• [What is being asked] Filter the lines below, keeping each one that holds "target".

Saved data entries:
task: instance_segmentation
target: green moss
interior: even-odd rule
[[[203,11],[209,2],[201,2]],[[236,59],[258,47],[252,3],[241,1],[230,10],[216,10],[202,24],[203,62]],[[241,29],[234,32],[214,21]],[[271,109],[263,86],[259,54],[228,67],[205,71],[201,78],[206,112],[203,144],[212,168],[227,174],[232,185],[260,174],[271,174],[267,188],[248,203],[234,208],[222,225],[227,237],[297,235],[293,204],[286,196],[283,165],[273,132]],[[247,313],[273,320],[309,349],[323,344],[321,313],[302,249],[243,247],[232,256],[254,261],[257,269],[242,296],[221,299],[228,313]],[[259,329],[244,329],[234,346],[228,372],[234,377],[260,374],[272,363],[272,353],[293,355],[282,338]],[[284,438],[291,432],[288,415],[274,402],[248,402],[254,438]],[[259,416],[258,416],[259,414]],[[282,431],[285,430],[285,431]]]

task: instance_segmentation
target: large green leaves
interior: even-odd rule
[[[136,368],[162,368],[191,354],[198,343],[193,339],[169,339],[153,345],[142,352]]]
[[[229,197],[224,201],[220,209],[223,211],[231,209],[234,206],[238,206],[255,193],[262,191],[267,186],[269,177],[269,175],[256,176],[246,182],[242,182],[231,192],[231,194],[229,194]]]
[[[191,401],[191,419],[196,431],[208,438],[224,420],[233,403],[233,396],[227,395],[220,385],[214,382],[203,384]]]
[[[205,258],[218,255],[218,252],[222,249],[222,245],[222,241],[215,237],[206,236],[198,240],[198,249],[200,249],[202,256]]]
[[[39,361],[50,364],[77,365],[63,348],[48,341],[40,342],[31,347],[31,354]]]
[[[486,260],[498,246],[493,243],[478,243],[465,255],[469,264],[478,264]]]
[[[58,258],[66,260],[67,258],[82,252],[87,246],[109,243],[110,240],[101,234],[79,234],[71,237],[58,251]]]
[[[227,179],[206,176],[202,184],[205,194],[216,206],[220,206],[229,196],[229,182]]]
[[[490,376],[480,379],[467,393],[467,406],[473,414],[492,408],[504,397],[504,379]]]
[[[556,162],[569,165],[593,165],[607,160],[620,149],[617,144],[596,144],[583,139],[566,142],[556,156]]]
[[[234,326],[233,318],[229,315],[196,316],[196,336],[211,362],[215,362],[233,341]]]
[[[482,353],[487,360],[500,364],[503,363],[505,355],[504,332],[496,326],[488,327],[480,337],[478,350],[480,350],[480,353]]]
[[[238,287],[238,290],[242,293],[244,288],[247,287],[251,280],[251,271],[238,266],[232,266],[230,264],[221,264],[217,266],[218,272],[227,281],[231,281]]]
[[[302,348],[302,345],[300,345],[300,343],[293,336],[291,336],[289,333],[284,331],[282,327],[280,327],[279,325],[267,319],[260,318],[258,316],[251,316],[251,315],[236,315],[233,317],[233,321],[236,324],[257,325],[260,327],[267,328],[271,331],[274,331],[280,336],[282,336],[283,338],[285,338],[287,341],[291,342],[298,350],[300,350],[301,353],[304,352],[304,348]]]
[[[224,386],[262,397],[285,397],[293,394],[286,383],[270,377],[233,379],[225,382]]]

--

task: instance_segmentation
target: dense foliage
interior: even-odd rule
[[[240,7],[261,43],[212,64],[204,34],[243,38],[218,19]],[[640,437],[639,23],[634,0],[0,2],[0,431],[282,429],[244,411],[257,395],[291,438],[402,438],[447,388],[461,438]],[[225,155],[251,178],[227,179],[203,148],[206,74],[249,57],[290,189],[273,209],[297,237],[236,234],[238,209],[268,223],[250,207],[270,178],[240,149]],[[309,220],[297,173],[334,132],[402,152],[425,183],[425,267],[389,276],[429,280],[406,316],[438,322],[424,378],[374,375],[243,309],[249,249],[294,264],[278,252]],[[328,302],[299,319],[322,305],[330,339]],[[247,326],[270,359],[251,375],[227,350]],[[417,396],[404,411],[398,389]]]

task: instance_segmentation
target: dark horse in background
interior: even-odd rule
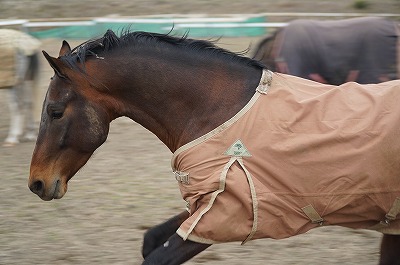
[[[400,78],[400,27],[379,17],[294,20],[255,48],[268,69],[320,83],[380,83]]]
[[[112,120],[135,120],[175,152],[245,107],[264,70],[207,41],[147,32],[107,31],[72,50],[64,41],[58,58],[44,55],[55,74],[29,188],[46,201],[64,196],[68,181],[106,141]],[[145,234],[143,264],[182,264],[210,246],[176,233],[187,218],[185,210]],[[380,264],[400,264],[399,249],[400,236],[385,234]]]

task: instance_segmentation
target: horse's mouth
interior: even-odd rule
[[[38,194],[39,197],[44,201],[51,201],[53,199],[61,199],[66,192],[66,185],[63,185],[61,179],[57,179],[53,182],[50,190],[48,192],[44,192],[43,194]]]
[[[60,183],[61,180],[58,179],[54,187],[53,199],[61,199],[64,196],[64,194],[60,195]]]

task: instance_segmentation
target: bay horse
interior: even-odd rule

• [Reply]
target: green moss
target: large green leaves
target: dense foliage
target: dark horse in background
target: horse's mouth
target: bay horse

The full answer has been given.